Written exercise
Rewrite all of the material below, requests included, scaling every point coordinate in the answers by 2.35 and rounding each result to a whole number, with halves rounded up. Omit the pictures from your version.

Entries shown
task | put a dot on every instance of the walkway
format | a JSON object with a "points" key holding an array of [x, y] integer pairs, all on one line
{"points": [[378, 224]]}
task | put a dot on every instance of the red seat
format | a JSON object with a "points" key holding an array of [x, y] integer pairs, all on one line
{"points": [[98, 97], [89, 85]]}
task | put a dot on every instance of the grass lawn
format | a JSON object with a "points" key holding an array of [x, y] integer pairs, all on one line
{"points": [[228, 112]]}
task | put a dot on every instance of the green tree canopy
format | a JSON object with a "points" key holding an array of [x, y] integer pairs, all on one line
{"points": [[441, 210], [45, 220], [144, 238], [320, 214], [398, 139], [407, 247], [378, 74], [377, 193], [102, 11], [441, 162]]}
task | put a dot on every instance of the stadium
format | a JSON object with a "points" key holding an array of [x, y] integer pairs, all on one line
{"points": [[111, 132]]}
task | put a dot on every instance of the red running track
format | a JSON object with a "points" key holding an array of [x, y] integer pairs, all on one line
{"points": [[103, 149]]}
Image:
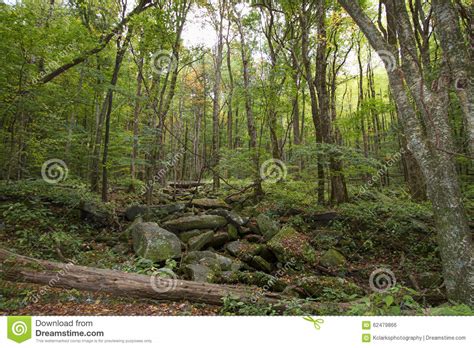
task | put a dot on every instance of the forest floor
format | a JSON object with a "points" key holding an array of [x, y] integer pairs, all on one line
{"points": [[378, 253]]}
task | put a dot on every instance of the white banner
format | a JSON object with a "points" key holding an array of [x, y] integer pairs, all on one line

Written response
task | put a dot on every instance of the walkway
format | a JSON object with a "points" key holding an array of [x, y] integer pairs, all on one line
{"points": [[888, 526]]}
task | put a dot on every instance of the red seat
format | a JSON object with a "points" key holding an array of [x, y] integer pairs, all on one line
{"points": [[230, 228], [209, 200]]}
task | put a dot on every instance of the grass lawn
format | a JSON object with a "points" key holding an array of [x, y] integer pairs, all on one line
{"points": [[536, 263]]}
task | put a dot on every instance of the green tree canopy
format | a JSON object with a "points" key holding an array of [x, y] integer pairs, all on one line
{"points": [[1036, 494], [106, 517], [338, 559], [752, 503], [935, 327], [956, 580], [888, 174], [886, 454], [240, 26], [1036, 381]]}
task | put a dot on every instance of the stadium
format | a JSON object with a "points" key holding an array of [x, y] integer pairs, all on one line
{"points": [[261, 310]]}
task | put a dot on every instance of the red running track
format | a JSON object with a "points" key holding an array of [x, y] integer pairs, all on one line
{"points": [[242, 350]]}
Image:
task | put a dot on every instance of the forest floor
format | a JSON object with a "points" key holding an array of [x, y] integer pairs, all on one line
{"points": [[888, 595]]}
task | put a dot on every instance of the white banner
format | a JSON object with a "points" key holding an array of [x, y] integer pairs, all on one line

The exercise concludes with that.